» Problem details:
Decide whether each statement below agrees with the text on billionaire wealth during the pandemic. Answer yes or no for each, quoting the exact words from the text that settle it.
1. The number of American billionaires grew from 614 to 741.
2. Jeff Bezos's wealth rose by $266 billion during the pandemic.
3. More than 20,000 Missouri residents have died from COVID-19.

** Opening Document excerpt block **

Over the two years since the national COVID emergency was announced in March 2020, the wealth of America’s billionaires have climbed by $2 trillion, or 70%, to a total of $5 trillion, as of April 5. The total number of billionaires has increased from 614 to 741. [See national table] Among the notable increases in wealth:

  • Elon Musk: The driving force behind Tesla and SpaceX saw his wealth skyrocket over 11-fold, or $266 billion, to settle at $290 billion.
  • Jeff Bezos: The man who started Amazon is now worth nearly $190 billion, after a $77 billion leap in wealth during the pandemic.
  • Larry Page and Sergei Brin: The Google co-founders saw their wealth climb more than 133% – and are now worth $119 billion and $114 billion, respectively.

This billionaires’ bonanza has played out against the pandemic pall: 1,428,277 Missouri residents have contracted COVID-19 and 20,168 have died from it. Many small businesses have closed, daily life has been disrupted and the cost of everything from housing to gas has consumed a greater share of household incomes. Although prompt and ample federal action prevented much worse economic consequences from COVID and helped to speed recovery, businesses and families will once again face perils as many of these interventions expire shortly.

** Closing Document excerpt block **
** Opening Source information block **

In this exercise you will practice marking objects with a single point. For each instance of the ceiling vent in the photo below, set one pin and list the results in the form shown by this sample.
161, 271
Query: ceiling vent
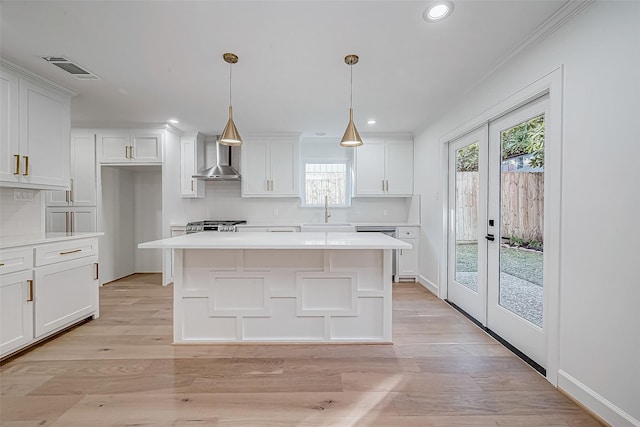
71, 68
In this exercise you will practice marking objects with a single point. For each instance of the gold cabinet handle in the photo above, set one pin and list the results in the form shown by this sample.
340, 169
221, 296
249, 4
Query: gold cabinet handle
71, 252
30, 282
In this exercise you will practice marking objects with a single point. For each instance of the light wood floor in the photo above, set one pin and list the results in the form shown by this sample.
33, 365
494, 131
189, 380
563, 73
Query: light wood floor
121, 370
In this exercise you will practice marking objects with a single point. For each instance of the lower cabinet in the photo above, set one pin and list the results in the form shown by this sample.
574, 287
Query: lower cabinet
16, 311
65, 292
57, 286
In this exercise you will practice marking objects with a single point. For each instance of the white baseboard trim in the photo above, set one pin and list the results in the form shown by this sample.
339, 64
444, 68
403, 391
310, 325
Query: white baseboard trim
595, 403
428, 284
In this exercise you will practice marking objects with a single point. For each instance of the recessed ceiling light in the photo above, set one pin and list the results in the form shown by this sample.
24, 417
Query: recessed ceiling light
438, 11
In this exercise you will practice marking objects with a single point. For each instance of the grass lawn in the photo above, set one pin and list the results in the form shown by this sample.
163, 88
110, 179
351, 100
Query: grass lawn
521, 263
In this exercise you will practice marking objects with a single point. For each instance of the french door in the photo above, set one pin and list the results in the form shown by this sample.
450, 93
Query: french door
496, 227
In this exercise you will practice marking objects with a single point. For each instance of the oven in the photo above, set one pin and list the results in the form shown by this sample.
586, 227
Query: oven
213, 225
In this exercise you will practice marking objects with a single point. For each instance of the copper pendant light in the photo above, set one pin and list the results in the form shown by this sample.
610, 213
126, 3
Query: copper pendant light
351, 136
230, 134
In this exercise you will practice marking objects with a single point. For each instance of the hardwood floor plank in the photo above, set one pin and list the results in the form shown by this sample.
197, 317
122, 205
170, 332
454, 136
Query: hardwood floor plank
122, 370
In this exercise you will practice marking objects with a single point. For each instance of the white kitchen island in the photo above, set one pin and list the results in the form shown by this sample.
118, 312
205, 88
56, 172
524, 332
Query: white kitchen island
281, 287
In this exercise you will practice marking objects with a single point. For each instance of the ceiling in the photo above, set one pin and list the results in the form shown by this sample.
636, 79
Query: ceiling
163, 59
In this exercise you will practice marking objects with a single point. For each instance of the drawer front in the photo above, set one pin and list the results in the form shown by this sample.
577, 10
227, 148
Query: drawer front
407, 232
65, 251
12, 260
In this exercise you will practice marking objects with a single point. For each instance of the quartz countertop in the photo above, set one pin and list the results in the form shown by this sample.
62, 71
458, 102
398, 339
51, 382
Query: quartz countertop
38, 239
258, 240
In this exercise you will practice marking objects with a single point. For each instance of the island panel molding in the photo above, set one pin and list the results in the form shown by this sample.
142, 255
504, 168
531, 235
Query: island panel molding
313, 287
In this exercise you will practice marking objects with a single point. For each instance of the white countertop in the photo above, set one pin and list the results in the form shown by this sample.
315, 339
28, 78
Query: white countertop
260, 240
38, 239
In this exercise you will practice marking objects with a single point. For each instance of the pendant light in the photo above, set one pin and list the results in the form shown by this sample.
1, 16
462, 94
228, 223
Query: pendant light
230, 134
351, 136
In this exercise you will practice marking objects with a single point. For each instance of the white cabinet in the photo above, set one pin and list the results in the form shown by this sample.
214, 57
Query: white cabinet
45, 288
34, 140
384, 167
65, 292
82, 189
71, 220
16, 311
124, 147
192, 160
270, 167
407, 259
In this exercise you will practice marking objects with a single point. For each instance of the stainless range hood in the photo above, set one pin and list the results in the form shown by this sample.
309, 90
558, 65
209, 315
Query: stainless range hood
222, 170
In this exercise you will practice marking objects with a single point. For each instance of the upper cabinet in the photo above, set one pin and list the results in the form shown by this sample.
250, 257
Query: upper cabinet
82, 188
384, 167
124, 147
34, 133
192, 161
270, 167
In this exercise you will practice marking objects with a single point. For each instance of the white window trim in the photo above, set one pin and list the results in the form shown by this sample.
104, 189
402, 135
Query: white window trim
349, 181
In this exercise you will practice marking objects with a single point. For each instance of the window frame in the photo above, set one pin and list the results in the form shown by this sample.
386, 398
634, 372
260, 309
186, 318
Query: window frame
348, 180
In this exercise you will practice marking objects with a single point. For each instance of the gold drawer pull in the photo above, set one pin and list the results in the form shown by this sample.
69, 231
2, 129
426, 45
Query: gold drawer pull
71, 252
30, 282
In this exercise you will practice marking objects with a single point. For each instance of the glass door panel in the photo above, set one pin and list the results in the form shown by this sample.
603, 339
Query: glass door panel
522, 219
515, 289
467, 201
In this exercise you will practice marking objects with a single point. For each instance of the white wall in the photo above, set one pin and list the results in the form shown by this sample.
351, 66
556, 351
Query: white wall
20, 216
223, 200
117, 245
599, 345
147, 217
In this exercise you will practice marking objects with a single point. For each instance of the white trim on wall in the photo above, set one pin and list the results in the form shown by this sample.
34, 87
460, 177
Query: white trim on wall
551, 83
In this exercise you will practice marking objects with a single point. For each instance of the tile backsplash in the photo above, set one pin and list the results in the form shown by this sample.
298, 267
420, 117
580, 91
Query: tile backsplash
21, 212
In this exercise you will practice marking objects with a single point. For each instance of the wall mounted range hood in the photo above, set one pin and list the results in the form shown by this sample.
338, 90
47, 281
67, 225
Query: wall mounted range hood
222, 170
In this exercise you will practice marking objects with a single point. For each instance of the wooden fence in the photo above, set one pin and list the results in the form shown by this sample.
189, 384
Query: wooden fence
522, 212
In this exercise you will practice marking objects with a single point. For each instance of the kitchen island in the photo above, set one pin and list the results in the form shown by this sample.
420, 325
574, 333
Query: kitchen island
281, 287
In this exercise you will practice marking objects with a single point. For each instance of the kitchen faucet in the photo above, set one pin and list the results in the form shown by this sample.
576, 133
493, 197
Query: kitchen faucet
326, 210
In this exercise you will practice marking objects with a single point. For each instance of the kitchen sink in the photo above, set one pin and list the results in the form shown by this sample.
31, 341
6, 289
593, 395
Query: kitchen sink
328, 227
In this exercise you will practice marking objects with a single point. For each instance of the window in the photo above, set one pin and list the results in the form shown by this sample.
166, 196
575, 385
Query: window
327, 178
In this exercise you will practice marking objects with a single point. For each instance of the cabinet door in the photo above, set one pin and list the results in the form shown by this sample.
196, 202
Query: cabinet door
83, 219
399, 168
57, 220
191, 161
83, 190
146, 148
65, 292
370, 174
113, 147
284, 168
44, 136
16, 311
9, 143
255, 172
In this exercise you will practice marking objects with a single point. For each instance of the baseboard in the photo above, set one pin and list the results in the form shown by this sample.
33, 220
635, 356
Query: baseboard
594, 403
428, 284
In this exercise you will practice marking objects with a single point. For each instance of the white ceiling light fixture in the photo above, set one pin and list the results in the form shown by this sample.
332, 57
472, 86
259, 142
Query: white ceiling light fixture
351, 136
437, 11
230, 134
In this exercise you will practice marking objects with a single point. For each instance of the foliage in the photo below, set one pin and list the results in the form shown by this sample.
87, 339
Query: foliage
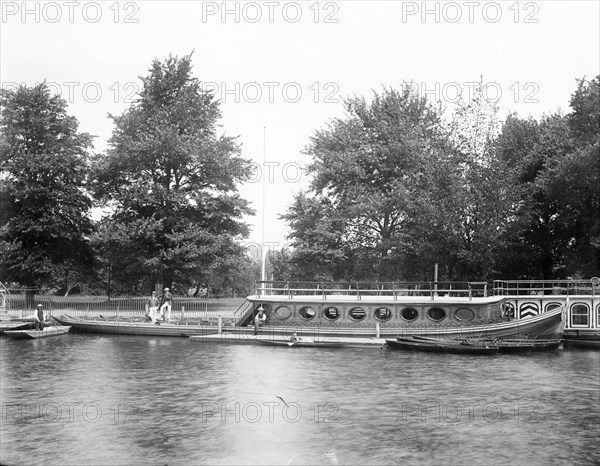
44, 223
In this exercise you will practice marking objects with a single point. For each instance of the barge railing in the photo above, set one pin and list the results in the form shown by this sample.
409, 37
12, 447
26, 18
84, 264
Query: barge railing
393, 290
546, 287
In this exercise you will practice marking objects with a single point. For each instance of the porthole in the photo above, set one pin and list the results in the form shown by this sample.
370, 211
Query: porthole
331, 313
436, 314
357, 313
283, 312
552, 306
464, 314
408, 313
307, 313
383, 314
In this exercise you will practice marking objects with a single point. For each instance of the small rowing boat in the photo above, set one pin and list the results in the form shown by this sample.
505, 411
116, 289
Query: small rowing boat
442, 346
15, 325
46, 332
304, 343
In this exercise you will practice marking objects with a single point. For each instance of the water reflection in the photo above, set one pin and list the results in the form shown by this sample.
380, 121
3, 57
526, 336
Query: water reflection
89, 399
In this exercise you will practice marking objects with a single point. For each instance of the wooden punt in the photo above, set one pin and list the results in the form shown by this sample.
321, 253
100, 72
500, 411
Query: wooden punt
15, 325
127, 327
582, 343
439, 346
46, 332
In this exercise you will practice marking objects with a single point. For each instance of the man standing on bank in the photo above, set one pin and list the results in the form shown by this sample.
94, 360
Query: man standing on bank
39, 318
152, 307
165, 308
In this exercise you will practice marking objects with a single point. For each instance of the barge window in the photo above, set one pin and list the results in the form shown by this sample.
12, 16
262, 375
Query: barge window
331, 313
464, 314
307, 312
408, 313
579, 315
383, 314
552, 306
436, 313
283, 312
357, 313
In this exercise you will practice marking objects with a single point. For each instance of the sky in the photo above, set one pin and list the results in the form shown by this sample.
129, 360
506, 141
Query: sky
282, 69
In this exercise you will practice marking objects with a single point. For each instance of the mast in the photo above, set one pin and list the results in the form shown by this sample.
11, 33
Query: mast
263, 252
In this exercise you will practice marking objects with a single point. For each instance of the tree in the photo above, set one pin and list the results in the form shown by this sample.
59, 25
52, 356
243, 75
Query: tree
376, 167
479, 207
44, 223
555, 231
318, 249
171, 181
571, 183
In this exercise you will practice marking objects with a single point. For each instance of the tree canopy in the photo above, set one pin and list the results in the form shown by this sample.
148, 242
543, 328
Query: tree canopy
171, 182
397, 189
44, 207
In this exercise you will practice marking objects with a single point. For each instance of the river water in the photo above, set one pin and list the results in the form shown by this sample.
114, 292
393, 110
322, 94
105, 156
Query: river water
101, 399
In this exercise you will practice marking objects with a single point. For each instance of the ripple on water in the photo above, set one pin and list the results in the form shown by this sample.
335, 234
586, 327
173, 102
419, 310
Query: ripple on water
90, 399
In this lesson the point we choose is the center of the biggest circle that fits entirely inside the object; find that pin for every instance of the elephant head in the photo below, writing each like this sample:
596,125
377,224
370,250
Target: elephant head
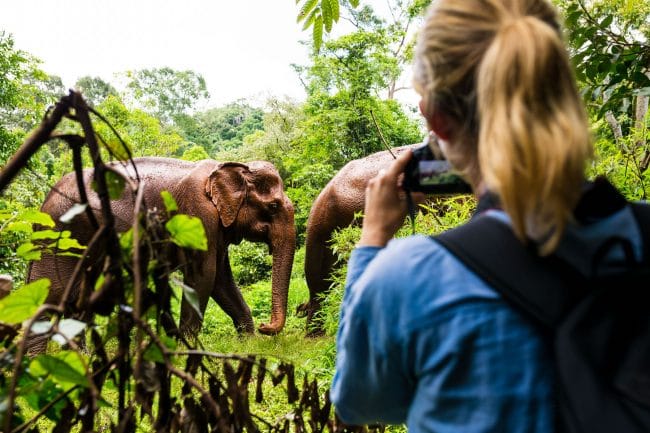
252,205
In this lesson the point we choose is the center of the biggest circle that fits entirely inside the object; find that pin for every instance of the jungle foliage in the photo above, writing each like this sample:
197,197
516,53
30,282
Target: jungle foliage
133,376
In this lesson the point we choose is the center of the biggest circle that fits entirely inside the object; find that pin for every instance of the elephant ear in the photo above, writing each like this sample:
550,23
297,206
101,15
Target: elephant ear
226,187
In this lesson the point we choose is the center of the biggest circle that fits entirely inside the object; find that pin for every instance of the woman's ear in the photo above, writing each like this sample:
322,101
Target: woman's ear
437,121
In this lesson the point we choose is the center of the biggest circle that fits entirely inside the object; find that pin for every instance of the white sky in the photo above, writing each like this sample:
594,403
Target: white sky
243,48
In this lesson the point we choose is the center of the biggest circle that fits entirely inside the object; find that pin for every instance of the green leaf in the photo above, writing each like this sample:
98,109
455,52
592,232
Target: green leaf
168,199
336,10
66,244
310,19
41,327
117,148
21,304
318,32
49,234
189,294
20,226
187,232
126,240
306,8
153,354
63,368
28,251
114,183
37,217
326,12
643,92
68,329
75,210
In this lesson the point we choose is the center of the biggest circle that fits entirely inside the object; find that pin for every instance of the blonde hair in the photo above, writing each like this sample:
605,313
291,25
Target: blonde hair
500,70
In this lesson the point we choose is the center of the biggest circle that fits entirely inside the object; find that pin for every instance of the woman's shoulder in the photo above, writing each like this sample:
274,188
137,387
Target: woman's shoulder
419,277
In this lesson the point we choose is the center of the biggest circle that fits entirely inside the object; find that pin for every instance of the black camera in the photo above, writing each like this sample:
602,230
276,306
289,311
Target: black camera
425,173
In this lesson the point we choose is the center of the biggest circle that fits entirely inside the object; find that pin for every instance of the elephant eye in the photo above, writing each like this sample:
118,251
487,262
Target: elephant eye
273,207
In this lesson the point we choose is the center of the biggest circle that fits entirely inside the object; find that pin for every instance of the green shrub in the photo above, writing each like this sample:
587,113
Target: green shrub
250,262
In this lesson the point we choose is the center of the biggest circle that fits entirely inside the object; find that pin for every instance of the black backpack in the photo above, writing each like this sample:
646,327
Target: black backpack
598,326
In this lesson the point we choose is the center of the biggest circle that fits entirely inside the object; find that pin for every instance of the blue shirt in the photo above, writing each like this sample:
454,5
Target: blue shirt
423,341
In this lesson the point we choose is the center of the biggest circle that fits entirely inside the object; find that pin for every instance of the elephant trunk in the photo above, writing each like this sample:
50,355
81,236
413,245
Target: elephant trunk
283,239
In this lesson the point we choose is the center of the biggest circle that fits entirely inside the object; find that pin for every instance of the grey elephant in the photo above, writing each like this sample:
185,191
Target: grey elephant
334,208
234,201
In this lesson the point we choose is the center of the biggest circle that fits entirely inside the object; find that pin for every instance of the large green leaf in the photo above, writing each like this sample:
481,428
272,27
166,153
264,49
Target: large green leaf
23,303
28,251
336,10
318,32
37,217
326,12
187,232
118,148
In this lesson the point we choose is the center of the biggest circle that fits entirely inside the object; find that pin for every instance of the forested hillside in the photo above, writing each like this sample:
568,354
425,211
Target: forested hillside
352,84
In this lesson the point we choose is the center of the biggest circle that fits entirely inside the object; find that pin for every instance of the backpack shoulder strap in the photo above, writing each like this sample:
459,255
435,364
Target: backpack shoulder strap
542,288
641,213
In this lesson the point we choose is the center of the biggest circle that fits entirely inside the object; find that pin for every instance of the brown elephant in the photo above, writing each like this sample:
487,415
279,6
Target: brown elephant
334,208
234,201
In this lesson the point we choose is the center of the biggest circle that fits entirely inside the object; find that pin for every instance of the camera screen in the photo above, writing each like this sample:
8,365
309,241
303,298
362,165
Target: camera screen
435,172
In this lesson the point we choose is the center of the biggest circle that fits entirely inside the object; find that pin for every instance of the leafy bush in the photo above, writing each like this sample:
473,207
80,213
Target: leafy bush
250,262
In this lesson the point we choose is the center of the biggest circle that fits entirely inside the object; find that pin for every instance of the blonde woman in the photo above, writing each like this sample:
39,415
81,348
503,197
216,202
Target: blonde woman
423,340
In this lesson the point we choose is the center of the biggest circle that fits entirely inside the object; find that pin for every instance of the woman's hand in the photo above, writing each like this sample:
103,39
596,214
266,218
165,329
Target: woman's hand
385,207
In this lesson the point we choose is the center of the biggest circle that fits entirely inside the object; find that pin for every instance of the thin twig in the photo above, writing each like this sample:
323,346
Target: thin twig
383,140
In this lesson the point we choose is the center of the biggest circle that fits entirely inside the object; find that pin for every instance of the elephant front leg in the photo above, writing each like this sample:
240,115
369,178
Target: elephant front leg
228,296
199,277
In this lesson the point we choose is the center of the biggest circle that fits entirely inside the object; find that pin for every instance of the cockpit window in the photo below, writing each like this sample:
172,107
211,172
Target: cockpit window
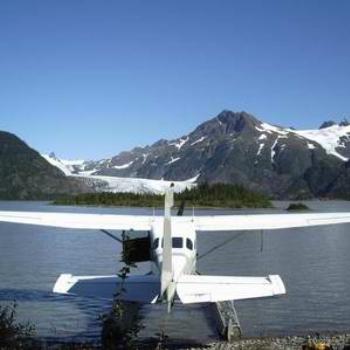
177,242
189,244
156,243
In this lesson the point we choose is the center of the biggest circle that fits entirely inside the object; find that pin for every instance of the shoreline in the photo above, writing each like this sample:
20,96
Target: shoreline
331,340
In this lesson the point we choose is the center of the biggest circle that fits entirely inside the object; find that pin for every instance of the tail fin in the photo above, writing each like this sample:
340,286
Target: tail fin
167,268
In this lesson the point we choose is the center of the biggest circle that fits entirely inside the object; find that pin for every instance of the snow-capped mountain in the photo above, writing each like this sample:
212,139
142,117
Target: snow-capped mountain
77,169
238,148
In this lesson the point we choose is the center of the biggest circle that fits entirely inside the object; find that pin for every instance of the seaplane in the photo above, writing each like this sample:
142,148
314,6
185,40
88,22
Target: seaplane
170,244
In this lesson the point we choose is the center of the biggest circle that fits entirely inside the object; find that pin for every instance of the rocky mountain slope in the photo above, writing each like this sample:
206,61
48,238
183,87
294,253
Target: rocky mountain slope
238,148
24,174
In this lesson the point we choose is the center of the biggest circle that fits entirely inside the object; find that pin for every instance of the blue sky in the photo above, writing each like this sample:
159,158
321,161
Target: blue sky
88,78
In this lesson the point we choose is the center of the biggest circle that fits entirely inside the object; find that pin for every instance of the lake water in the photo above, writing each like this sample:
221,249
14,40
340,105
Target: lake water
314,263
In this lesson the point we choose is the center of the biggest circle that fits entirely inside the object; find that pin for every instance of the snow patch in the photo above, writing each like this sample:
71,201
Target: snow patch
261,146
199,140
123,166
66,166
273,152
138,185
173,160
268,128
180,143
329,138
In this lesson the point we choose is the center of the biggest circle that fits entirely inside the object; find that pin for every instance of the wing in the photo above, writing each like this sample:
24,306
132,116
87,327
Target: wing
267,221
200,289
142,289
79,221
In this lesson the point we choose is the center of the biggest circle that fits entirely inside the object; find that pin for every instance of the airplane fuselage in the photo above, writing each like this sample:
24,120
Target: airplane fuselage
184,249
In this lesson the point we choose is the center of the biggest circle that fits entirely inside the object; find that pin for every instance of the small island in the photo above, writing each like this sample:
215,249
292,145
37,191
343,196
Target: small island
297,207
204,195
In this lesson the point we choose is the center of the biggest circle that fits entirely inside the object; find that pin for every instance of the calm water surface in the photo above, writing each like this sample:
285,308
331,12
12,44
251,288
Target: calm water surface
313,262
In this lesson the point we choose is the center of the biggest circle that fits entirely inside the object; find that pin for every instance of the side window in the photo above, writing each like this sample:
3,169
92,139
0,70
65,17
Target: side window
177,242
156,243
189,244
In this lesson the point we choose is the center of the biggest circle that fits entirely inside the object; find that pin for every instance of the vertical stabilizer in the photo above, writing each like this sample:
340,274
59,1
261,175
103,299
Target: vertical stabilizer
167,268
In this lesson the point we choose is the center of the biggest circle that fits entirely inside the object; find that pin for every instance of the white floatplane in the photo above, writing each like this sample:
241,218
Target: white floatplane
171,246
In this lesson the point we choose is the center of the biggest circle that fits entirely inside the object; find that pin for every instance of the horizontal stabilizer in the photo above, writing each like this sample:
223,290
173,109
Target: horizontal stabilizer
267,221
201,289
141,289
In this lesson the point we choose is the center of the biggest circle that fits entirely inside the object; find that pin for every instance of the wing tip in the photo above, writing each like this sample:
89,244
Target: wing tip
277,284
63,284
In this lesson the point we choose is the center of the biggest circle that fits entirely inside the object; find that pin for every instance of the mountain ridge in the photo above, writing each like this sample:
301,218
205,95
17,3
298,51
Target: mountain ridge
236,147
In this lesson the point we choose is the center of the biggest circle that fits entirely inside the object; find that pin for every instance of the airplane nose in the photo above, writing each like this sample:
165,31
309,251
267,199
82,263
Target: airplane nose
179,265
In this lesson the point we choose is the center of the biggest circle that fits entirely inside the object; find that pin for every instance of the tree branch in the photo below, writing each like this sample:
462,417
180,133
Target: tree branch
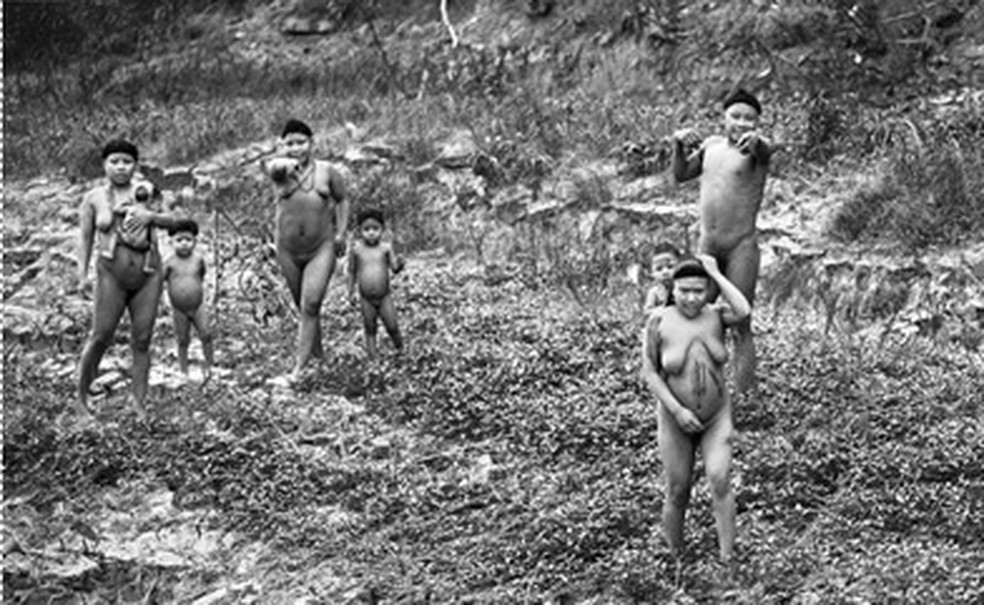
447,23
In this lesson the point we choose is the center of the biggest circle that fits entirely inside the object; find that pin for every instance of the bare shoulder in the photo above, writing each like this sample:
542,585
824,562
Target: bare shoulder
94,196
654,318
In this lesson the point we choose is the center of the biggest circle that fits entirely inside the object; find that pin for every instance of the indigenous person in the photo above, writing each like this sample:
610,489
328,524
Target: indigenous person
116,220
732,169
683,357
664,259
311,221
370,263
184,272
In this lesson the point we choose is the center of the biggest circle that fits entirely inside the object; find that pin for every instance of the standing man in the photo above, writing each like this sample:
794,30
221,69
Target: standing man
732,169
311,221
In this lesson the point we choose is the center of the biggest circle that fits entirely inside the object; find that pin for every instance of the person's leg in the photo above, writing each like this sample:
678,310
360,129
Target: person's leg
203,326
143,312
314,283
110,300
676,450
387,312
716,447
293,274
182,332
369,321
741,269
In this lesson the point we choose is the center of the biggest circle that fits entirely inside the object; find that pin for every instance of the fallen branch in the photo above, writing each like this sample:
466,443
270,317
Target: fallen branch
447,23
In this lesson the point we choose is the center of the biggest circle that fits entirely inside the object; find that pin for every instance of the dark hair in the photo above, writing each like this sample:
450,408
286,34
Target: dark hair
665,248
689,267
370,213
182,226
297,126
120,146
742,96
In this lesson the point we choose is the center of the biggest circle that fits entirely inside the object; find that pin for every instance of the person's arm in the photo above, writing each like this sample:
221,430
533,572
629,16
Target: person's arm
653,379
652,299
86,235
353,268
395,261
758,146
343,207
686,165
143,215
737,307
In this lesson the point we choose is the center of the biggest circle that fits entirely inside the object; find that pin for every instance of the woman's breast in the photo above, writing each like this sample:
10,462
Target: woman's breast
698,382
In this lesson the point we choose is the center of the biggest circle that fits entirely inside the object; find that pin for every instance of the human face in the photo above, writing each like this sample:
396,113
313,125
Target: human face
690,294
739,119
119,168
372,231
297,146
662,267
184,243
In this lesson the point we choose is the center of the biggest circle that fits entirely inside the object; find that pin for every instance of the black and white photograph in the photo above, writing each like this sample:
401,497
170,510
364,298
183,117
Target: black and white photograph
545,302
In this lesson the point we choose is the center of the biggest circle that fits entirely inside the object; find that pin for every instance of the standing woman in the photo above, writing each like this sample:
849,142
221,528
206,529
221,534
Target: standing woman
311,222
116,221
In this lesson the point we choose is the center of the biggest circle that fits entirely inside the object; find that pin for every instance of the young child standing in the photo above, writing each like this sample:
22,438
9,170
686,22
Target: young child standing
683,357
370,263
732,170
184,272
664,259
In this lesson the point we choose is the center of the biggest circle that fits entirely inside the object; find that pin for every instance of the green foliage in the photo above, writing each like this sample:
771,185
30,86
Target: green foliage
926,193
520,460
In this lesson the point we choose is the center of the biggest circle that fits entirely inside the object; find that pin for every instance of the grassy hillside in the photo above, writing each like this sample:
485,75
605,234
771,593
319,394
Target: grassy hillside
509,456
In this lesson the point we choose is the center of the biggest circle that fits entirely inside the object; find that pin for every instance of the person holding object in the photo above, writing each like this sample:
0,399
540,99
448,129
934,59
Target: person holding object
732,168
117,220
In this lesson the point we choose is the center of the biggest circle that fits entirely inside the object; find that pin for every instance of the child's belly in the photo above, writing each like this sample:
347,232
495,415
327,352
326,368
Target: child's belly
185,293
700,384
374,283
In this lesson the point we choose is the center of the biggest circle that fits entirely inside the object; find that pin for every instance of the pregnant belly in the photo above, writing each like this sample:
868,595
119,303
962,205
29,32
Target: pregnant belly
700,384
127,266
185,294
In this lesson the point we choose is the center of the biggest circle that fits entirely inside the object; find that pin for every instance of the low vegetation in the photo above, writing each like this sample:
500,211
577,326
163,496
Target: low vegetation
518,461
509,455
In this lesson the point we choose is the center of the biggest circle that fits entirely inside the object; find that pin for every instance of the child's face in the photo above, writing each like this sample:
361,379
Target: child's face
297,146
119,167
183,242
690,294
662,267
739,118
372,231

** Closing Source information block **

» Response below:
1. Yes: "The total number of billionaires has increased from 614 to 741."
2. No: "after a $77 billion leap in wealth during the pandemic."
3. Yes: "20,168 have died from it."